研究課題/領域番号 |
16K07000
|
研究機関 | 和歌山県立医科大学 |
研究代表者 |
片山 圭一 和歌山県立医科大学, 医学部, 講師 (20391914)
|
研究期間 (年度) |
2016-04-01 – 2019-03-31
|
キーワード | Rhoファミリー低分子量Gタンパク質 / 大脳皮質層形成 / 神経細胞移動 |
研究実績の概要 |
昨年度に引き続き、Rac1の神経細胞の移動における役割についての解析を重点的に行った。Rac1の優勢阻害型変異体を子宮内胎児脳電気穿孔法により胎児の神経細胞に強制発現すると、神経細胞の移動が著しく障害されることから、Rac1は大脳皮質神経細胞の移動に重要な役割を持っていると考えられてきた。しかしながら、Rac1のfloxマウスにCre発現ベクターを子宮内胎児脳電気穿孔法を用いて導入し、移動神経細胞でRac1を欠損させても神経細胞の移動に大きな障害は認められなかった。Rac1のホモログであるRac3ノックアウトのバックグラウンドで同様の解析を行っても、神経細胞の移動に大きな障害は認められなかった。そこで、脳特異的なRac1ノックアウトマウスの大脳皮質層形成に関する検索を追加で行った。Rac3ノックアウトのバックグラウンドでGFAP-Creマウスを用いてRac1を欠損させると、マウスはほぼ正常に産まれてくるものの、生後直ぐに大脳皮質の神経細胞がアポトーシスによって死に始め、3週齢に達する前に死ぬことが判明した。2週齢時に解析を行ったところ、ノックアウトマウスの大脳皮質にはほとんど生存した神経細胞が存在しなかった。神経細胞死はRac1またはRac3が1アレルでも存在していればほとんど起こらなかった。以上のことから、Racは神経細胞の生存に重要な役割を果たしていることが分かった。 また、大脳皮質神経細胞の移動について、Rac1およびRac3に加えてCdc42を欠損させることも試みたが、神経細胞の移動に大きな障害は認められなかった。

[データソースの項目]
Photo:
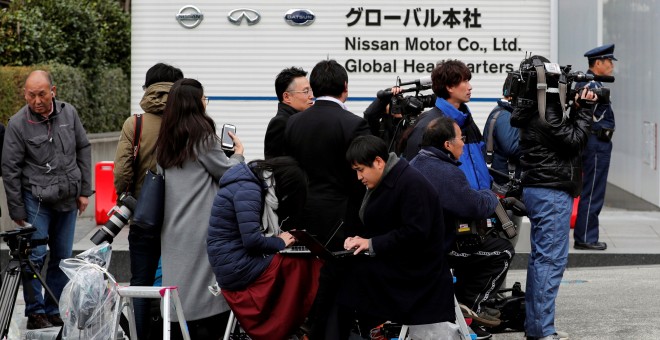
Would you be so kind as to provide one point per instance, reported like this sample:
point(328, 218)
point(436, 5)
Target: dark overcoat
point(408, 280)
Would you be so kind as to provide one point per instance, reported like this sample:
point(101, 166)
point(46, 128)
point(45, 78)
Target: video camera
point(19, 239)
point(537, 76)
point(410, 105)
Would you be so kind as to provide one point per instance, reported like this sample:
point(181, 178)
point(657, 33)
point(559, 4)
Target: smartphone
point(227, 143)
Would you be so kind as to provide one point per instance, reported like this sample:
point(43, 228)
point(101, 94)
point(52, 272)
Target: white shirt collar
point(333, 99)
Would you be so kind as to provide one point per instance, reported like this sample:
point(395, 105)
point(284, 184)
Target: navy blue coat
point(457, 198)
point(408, 279)
point(238, 251)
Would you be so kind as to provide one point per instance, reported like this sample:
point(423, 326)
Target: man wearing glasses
point(294, 95)
point(479, 266)
point(451, 83)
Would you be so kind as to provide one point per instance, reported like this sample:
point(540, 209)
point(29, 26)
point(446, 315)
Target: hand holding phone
point(227, 141)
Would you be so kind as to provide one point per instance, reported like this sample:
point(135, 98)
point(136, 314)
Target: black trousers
point(480, 271)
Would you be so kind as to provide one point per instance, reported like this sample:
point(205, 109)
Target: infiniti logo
point(299, 17)
point(251, 16)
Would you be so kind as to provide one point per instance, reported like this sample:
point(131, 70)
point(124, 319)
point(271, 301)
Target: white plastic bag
point(88, 301)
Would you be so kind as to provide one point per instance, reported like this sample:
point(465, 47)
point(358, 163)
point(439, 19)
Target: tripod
point(20, 247)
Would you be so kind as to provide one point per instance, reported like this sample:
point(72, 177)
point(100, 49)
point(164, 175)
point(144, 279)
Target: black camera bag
point(512, 308)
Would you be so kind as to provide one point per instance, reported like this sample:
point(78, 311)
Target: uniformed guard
point(596, 156)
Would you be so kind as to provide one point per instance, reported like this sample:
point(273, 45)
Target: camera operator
point(382, 122)
point(479, 267)
point(451, 84)
point(596, 156)
point(551, 144)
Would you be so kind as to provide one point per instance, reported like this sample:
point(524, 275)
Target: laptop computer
point(316, 248)
point(298, 249)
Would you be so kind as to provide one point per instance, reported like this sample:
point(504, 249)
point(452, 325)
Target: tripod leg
point(43, 283)
point(11, 280)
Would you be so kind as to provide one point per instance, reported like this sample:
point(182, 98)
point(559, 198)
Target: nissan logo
point(237, 16)
point(189, 16)
point(299, 17)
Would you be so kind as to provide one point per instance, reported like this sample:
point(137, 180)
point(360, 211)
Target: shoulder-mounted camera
point(411, 105)
point(538, 82)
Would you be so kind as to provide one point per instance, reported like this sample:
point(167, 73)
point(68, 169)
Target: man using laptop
point(406, 278)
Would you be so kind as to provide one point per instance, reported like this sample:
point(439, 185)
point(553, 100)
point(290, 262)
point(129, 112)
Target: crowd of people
point(331, 173)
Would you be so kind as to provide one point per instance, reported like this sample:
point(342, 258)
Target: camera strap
point(137, 136)
point(489, 141)
point(507, 225)
point(542, 89)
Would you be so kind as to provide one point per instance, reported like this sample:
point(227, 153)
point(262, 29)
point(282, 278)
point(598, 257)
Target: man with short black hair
point(294, 95)
point(406, 278)
point(479, 267)
point(451, 83)
point(318, 139)
point(551, 145)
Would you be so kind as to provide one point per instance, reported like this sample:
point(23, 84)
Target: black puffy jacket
point(551, 151)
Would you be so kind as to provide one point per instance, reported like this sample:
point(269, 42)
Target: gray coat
point(189, 193)
point(49, 157)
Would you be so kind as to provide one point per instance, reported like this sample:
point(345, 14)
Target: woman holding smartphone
point(190, 153)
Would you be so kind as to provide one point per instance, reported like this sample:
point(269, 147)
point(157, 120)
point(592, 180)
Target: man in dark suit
point(318, 139)
point(294, 95)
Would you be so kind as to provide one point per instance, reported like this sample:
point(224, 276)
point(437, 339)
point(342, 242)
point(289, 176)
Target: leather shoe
point(38, 321)
point(55, 319)
point(590, 246)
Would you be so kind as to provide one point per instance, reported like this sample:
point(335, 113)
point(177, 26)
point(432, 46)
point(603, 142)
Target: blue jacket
point(457, 198)
point(237, 250)
point(505, 139)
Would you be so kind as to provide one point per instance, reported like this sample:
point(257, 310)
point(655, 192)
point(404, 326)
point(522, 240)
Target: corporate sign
point(436, 33)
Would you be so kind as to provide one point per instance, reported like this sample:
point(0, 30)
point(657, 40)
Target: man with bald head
point(46, 162)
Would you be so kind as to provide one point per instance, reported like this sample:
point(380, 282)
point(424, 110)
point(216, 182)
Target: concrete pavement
point(610, 294)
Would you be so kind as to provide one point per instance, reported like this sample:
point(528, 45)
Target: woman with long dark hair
point(189, 152)
point(270, 293)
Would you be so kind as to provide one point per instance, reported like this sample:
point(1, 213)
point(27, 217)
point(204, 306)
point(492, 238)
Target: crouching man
point(405, 278)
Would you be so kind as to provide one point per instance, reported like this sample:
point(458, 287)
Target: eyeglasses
point(305, 91)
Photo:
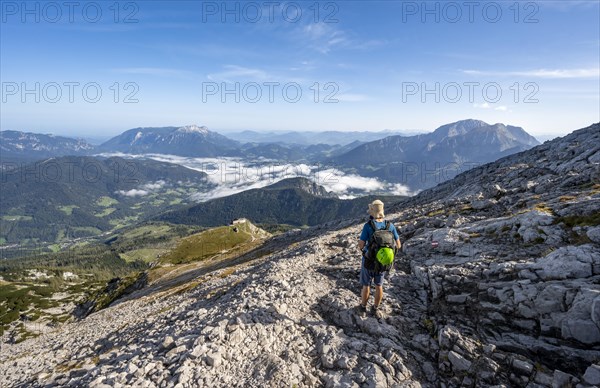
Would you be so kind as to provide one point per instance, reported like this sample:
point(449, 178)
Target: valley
point(497, 283)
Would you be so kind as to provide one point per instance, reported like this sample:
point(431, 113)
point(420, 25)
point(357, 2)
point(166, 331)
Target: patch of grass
point(207, 244)
point(68, 210)
point(87, 230)
point(118, 223)
point(106, 201)
point(146, 255)
point(54, 248)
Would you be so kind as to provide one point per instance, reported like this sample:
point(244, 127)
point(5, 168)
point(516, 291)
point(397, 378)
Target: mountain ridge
point(497, 285)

* **課題**
1. Racに関する研究概要によると、Rac3ノックアウトのバックグラウンドでGFAP-Creマウスを用いてRac1を欠損させたマウスは、何週齢に達する前に死ぬか。
2. Racに関する研究概要の続きを、途切れたところから書き進めてください。
エントリは別の出典から取ったものである。

* **解答**
1. 3週齢に達する前に死ぬ。

2.
|
現在までの達成度 (区分) |
現在までの達成度 (区分)
2: おおむね順調に進展している
理由
現在までにRac1およびRac3に加えて、神経細胞の移動に推進的な役割を果たしていると考えられているCdc42についても欠損細胞の移動の解析を行い、これら遺伝子を子宮内胎児脳電気穿孔法で欠損させても大脳皮質神経細胞の移動に大きな異常が認められないことを確認している。我々の研究によりこれまでの認識が間違っている可能性が示唆されており、ここに本研究課題の大きな成果がある。これに加えて、Rac1およびRac3を大脳皮質神経細胞でノックアウトさせると神経細胞が生後間もなくアポトーシスによって死んでいくということも発見した。これはRacが神経細胞の生存に必要であることを示唆する研究結果であり、本来予期してはいなかったものの、当該研究分野のブレークスルーに繋がる、大変有意義な発見であると考えられる。
|
今後の研究の推進方策 |
本年度は、Rac1、Rac3、Cdc42に加えて、RhoAの神経細胞移動についての役割に関する検索を行う。また、Rhoファミリー低分子量Gタンパク質の神経細胞移動への関与をはっきりさせるため、子宮内胎児脳電気穿孔法でRac1等を欠損させた際に、タンパク質としての機能を欠損するのはいつからなのかを確定させる。そのために、子宮内胎児脳電気穿孔法でCre遺伝子を導入した細胞をセルソーターで回収し、タンパク質を抽出してウェスタンブロット解析を行う。 さらに、Rac1およびRac3が神経細胞の生存に必要である可能性が示唆されたため、その分子メカニズムに関する検索も行う。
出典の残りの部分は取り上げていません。